-- begin Page excerpt --

Ganesh Chaturthi (September)
At the end of the last century India saw the growth of embryonic Indian nationalism, Bal Gangadhar Tilak the foremost leader during that time started Ganesh Utsav as a social and religious function. He started with a motive to spread communal harmony. Thus, since 1882, the Ganesh Chaturthi festival has been celebrated throughout Maharashtra with community enthusiasm and participation. People from all the community participate in the celebration. It regarded as one of the most important festival of the Maharashtra region. It is a celebration of seven to ten days. Elaborate arrangements are made for lighting and decoration and Ganeshji is fervently worshipped for those seven to ten days. Lord Ganesh, the patron deity of Maharashtra, is the God of wisdom. Much before the festival the celebration starts. People start their preparation with great enthusiasm all over the state. This ten-day festival begins with the installation of the deity, who is then worshipped daily till the immersion on the final day.
 
Nag Panchami (July/August)
Ashtami Rohini is observed as the birthday of Lord Krishna. The day is of great importance at Guruvayur Sri Krishna Temple, Ambalapuzha Sri Krishnaswami Temple, Thrissur Thirvanmabadi Temple and in thousands of other Sri Krishna Temples in Kerala. Ashtami Rohini procession depicting scenes from the life of Lord Krishna is held all important cities, towns and villages in Kerala on the day. Special concerts, cultural programs and satsangs are also held on the day.
 
Gudi Padwa (April)

-- end Page excerpt --

Swap "procession" for "parade" in the festival excerpt, then write out the stretch starting with "Nag Panchami (July/August)" and going on through "Gudi Padwa (April)".

-- begin Recorded information --

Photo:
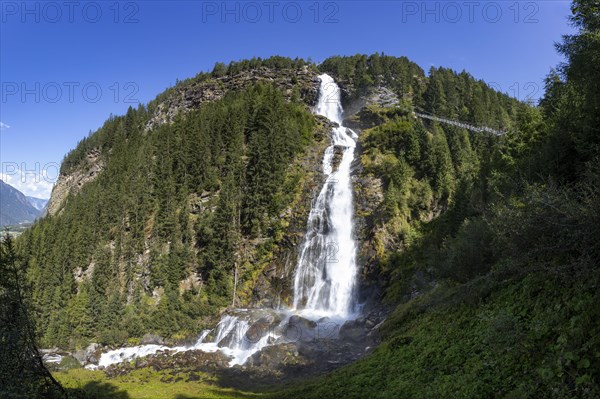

-- end Recorded information --

- Result of the task
Nag Panchami (July/August)
Ashtami Rohini is observed as the birthday of Lord Krishna. The day is of great importance at Guruvayur Sri Krishna Temple, Ambalapuzha Sri Krishnaswami Temple, Thrissur Thirvanmabadi Temple and in thousands of other Sri Krishna Temples in Kerala. Ashtami Rohini parade depicting scenes from the life of Lord Krishna is held all important cities, towns and villages in Kerala on the day. Special concerts, cultural programs and satsangs are also held on the day.
 
Gudi Padwa (April)